# What this task involves
Please convert the material, from its start through the line containing "left=305, top=175, right=360, bottom=233", into a two-column CSV with the columns input and output. Give one row per answer: input holds the text that precedes that answer, and output holds the answer itself. Each value goes in one quoted field, with line breaks turned into spaces.

# Input rows
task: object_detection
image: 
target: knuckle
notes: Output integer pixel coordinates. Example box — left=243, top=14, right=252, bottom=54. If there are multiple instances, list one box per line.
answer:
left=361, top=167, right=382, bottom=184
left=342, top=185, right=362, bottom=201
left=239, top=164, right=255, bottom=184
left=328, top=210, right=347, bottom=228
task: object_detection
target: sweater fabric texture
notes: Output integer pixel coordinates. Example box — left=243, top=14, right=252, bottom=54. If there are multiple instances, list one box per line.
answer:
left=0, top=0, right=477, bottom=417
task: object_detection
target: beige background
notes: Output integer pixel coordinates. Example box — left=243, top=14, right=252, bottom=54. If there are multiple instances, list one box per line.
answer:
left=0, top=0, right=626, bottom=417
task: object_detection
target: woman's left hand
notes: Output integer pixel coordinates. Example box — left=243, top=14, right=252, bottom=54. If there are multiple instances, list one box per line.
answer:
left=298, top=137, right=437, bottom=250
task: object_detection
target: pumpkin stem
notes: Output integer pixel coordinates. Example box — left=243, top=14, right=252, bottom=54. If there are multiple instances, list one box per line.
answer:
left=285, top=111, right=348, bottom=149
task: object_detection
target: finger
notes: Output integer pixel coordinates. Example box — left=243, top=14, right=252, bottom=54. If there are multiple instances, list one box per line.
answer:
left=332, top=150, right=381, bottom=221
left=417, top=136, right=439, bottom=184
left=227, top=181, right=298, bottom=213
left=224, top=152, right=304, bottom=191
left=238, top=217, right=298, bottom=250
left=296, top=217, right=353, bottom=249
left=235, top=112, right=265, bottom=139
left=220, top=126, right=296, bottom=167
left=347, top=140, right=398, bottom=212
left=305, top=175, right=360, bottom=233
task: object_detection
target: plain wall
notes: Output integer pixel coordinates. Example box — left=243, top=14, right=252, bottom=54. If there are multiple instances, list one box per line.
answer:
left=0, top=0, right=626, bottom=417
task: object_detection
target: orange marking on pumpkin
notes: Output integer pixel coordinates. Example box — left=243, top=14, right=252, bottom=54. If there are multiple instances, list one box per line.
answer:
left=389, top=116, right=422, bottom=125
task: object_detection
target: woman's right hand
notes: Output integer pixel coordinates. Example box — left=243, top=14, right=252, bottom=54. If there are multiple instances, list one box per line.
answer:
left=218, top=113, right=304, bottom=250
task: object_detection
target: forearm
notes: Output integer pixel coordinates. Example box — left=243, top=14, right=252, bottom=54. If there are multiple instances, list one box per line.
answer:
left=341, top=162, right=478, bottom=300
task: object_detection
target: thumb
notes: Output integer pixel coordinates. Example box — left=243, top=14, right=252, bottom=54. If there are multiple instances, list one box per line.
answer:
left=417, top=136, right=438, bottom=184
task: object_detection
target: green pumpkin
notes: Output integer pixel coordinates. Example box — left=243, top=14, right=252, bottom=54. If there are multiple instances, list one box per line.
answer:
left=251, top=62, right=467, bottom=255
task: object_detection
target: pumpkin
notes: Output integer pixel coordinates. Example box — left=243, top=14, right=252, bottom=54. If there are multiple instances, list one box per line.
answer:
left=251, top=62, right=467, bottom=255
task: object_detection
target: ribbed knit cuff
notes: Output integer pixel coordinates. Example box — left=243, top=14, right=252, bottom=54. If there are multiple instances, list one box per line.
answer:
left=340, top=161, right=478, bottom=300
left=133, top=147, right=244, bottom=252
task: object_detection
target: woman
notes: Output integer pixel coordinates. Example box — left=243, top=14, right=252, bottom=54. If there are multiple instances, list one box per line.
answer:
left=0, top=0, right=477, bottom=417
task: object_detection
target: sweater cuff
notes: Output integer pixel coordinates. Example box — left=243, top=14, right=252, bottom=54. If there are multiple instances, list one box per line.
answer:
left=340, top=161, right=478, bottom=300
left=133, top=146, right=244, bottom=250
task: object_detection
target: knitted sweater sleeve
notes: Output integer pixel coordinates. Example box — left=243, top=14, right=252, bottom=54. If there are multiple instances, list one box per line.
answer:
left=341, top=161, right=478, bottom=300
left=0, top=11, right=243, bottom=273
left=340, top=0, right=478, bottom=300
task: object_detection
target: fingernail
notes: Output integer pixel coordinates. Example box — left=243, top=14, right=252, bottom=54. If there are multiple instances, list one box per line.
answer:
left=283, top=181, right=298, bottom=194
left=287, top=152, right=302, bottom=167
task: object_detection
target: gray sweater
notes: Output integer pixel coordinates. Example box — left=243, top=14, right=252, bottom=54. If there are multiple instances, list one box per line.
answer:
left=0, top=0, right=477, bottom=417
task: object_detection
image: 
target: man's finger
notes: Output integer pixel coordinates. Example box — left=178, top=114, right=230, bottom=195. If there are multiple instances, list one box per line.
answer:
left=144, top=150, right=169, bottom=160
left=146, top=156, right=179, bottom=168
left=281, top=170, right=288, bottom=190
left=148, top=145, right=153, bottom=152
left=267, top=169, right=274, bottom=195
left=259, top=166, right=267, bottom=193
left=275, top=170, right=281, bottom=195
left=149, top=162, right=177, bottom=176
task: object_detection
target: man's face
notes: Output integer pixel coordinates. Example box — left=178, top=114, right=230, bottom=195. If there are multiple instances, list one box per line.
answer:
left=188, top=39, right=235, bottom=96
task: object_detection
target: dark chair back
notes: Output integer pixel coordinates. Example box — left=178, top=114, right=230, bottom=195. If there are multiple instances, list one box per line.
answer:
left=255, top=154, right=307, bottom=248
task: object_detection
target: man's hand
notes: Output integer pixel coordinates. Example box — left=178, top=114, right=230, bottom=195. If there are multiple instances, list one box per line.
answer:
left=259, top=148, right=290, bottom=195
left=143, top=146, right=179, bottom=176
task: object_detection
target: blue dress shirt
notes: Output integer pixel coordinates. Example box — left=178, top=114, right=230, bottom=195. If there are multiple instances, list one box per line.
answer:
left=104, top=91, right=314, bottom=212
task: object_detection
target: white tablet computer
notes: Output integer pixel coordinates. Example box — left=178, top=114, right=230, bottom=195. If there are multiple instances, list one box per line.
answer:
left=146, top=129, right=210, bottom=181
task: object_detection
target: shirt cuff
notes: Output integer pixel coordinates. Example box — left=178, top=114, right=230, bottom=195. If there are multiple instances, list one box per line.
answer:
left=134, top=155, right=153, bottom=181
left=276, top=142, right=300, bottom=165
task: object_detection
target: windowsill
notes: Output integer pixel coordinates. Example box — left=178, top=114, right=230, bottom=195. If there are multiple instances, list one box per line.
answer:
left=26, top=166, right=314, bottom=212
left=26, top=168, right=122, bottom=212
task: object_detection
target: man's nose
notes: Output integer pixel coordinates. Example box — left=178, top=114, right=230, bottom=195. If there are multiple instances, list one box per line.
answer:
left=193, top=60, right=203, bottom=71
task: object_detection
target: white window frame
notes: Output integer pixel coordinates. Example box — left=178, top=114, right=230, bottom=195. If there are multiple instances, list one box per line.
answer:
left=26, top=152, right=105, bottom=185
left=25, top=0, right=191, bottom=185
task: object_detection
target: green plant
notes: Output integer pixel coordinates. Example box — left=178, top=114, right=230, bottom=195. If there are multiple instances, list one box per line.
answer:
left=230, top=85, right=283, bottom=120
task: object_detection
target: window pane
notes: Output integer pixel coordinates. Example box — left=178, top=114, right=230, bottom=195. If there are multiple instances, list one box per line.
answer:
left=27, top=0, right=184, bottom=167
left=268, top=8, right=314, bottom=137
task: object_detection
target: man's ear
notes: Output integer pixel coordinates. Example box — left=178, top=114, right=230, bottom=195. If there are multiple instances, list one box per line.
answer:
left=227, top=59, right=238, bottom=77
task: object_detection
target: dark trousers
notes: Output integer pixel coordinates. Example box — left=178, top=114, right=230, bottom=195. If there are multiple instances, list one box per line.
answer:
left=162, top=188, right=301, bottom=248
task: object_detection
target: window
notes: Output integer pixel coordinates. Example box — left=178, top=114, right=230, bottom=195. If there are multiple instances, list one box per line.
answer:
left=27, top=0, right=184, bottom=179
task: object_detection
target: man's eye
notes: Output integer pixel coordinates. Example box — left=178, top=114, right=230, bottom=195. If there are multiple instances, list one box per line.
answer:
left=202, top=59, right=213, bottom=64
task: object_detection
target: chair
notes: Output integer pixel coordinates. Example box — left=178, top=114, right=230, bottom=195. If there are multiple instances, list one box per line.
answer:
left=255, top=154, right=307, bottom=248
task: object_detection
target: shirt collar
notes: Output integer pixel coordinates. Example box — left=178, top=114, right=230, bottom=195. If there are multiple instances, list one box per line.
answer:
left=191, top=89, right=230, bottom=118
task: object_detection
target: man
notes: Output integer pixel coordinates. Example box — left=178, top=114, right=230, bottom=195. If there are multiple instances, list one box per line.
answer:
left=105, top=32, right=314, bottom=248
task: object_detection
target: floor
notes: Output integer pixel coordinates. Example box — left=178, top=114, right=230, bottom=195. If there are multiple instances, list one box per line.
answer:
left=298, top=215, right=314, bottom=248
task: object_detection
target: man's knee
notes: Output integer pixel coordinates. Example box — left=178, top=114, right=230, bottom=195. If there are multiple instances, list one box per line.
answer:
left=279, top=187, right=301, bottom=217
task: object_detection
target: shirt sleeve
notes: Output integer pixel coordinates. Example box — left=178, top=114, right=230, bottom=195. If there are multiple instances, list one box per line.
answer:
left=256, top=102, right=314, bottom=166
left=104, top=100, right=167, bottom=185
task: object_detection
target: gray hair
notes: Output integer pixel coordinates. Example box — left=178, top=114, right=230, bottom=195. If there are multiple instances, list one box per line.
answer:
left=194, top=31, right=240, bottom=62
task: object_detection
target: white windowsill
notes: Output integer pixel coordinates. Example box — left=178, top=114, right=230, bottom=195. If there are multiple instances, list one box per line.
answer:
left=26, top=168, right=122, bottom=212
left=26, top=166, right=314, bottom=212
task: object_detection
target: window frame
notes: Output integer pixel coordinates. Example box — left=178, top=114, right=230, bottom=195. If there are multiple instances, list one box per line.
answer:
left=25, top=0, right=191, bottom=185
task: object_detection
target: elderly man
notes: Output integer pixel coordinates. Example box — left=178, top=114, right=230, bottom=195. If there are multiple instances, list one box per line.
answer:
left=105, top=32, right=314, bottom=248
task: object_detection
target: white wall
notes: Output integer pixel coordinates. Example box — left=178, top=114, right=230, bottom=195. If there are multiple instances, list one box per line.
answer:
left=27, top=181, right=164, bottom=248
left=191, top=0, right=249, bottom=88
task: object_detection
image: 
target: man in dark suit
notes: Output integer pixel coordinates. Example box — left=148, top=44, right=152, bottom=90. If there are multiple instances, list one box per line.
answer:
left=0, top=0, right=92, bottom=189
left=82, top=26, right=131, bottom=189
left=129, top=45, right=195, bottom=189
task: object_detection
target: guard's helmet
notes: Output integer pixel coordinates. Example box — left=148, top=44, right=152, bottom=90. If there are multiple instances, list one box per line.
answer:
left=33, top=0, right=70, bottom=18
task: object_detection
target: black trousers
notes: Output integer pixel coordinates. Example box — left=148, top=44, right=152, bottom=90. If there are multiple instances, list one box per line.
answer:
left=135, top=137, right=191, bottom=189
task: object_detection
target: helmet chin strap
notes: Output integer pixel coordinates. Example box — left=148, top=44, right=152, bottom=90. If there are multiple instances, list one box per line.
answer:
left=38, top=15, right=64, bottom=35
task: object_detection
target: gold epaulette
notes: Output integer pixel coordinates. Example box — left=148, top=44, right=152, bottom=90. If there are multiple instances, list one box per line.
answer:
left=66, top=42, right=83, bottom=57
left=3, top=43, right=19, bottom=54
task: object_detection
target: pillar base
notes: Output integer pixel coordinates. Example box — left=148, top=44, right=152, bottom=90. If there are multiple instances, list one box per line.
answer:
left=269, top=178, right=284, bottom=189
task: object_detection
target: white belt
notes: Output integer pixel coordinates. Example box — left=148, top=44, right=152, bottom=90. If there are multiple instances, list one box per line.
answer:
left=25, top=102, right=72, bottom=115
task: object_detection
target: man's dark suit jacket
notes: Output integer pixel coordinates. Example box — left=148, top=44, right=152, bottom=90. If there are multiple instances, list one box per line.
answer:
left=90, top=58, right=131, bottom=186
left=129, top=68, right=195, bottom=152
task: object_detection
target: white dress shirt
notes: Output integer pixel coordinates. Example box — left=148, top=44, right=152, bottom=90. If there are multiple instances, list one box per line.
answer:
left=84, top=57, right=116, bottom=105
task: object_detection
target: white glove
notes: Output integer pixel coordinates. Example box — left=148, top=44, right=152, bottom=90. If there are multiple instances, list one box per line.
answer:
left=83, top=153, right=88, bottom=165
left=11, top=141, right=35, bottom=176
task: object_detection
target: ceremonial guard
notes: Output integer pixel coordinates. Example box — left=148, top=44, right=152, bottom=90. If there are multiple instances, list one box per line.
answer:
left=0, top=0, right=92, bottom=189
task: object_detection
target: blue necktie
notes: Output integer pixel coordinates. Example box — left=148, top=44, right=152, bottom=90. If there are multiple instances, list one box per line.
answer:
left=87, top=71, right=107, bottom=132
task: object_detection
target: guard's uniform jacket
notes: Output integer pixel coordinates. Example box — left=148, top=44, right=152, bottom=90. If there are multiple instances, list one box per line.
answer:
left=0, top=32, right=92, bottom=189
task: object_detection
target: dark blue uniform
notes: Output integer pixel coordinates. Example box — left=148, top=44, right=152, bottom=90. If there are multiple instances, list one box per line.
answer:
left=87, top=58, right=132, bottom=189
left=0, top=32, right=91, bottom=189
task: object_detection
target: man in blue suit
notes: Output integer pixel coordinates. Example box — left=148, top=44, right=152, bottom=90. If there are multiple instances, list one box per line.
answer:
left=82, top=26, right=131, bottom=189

# Result of the exercise
input,output
"task: object_detection image: target: knuckle notes: Output integer pixel coordinates. Example box — left=243, top=14, right=252, bottom=54. If there are multiple instances, list one box per line. answer:","left=361, top=167, right=382, bottom=184 left=342, top=185, right=362, bottom=201 left=239, top=164, right=255, bottom=184 left=328, top=210, right=347, bottom=228"
"task: object_detection target: sweater fabric texture notes: Output integer pixel coordinates. Example box — left=243, top=14, right=252, bottom=54. If there are multiple instances, list one box per line. answer:","left=0, top=0, right=477, bottom=417"
"task: object_detection target: beige background notes: Output integer pixel coordinates. Example box — left=243, top=14, right=252, bottom=54. If there are multiple instances, list one box per line. answer:","left=0, top=0, right=626, bottom=417"
"task: object_detection target: woman's left hand notes: Output integer pixel coordinates. Example box — left=243, top=14, right=252, bottom=54. If there are multiple instances, list one box per line. answer:","left=298, top=137, right=437, bottom=250"
"task: object_detection target: pumpkin stem notes: Output integer pixel coordinates. Example box — left=243, top=14, right=252, bottom=54. If there are multiple instances, list one box per line. answer:","left=285, top=111, right=348, bottom=149"
"task: object_detection target: finger notes: Output integer pixel coordinates. Example box — left=243, top=14, right=252, bottom=54. If there are multiple instances, list one box per line. answer:","left=332, top=150, right=381, bottom=221 left=417, top=136, right=439, bottom=184 left=227, top=181, right=298, bottom=213 left=224, top=152, right=304, bottom=191 left=238, top=217, right=298, bottom=250 left=296, top=217, right=353, bottom=249 left=235, top=112, right=265, bottom=139 left=220, top=126, right=296, bottom=167 left=347, top=140, right=398, bottom=212 left=305, top=175, right=360, bottom=233"